— Text passage —
Apple and Defying Gravity

Apple had a stellar holiday quarter. There are several things that stood out, which contributed to their record quarter, which showcases the incredible foundation Apple has laid as a global business.

  • Revenue grew in nearly all geographies. Apple reported all-time revenue records in the Americas, Europe and Asia Pacific, and a return to growth in Greater China. During the earnings call, CFO added a nugget of insight that services growth was broad and double-digits across all five geographies. This point, to me, signifies an important fundamental point that services is a global growth story and not restricted to specific regions. Apple’s hardware growth was global, and the growth of its services was global.
  • The active installed base continues to grow. Apple reported their customer base size is now 1.5b devices in use, nearly one billion of those iPhones (my estimate). This indicates something that has long been a thesis in our analyst circles. A colleague named Carl Howe, who used to cover Apple but is no longer in the analyst community, put forward a thesis called the Android leaky bucket. In summary, his thesis was iPhone loyalty will always remain stronger than Android. He built his thesis out explaining the rate of change from iPhone to Android would be slim, while the rate of change from people using Android to iPhone would remain steady.

    The data shows the rate of change from those switching to iPhone from Android has slowed dramatically since early in the decade, quarterly averages globally in the single digits. But that switch correlates to an increase in disposable income. This was true in China, even segments of SE Asia, and even India, all markets where research shows those with higher income choose the iPhone. It’s safe to say that at a global level, the iPhone completely dominates the high-end of the smartphone market.

    Apple’s active installed base continues to grow because customers remain loyal, and Apple is benefitting from a slow leak of Android particularly when countries see economic growth, and a rising middle class emerges. It’s safe to assume Apple’s installed base continues to grow at a relatively steady rate.

  • The iPhone will have a solid 2020. From a Wall St. perspective, the worst of the iPhone sales declines appear to have happened. A new baseline normal, of average annual sales, has now been established in the 180-200m range, and analysts simply need to feel out if a particular year will be in the high or low end of that range. 2020 appears to be more in the 190-200m, and most Wall St. research notes I’ve seen are upping their iPhone estimates for 2020 into that 190-200m range. That is still well off from iPhone’s annual peak sales of 230m units, which we likely won’t see again, but strong given the maturity of the market. While Apple does not disclose unit sales any longer, most believe sales were in the 69-72m range for the quarter with an ASP between $780-$795.

    This year the iPhone 11 lineup was particularly strong. A starting price of $699 for iPhone 11 helped as well and will continue to help for the remaining quarters. I don’t believe in the iPhone supercycle theory any more when it comes to iPhone upgrades, but I do this year is seeing a healthy percentage of upgraders and new customers over the last two years.

To the Apple bears, and yes, there are still those who are bearish on Apple, it looks as though Apple is defying gravity. But for those who truly understand the company, none of this is surprising. What is most impressive about the Dec quarter earnings was that Apple set an all-time record in revenue without needing to set a record in iPhone sales. We were used to them continually setting quarterly records while the iPhone was still in growth mode. Now, with the iPhone ex-growth, Apple is still setting records.

— Material —

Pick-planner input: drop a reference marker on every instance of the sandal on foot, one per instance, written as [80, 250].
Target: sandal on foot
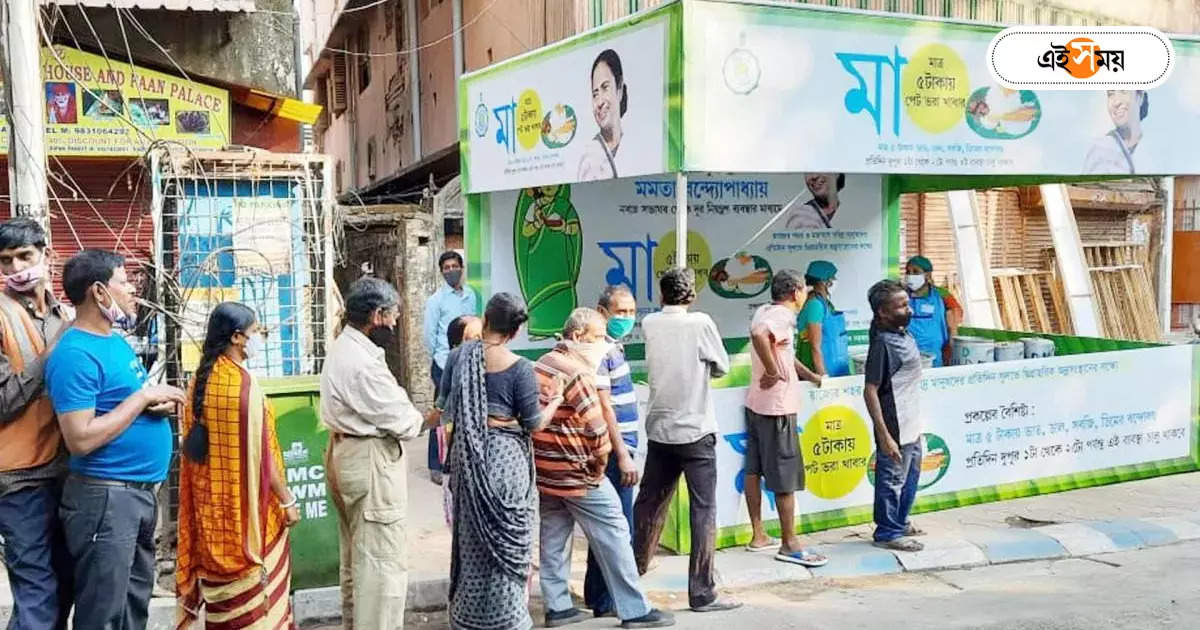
[803, 557]
[772, 544]
[900, 544]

— What to do —
1. In the Apple earnings article, transcribe the stretch from "Apple and Defying" through "a global business.".
2. Which geographies does the Apple earnings article say set all-time revenue records for Apple?
Work only from the Apple earnings article.

— Correct answers —
1.
Apple and Defying Gravity

Apple had a stellar holiday quarter. There are several things that stood out, which contributed to their record quarter, which showcases the incredible foundation Apple has laid as a global business.

2.
- the Americas
- Europe
- Asia Pacific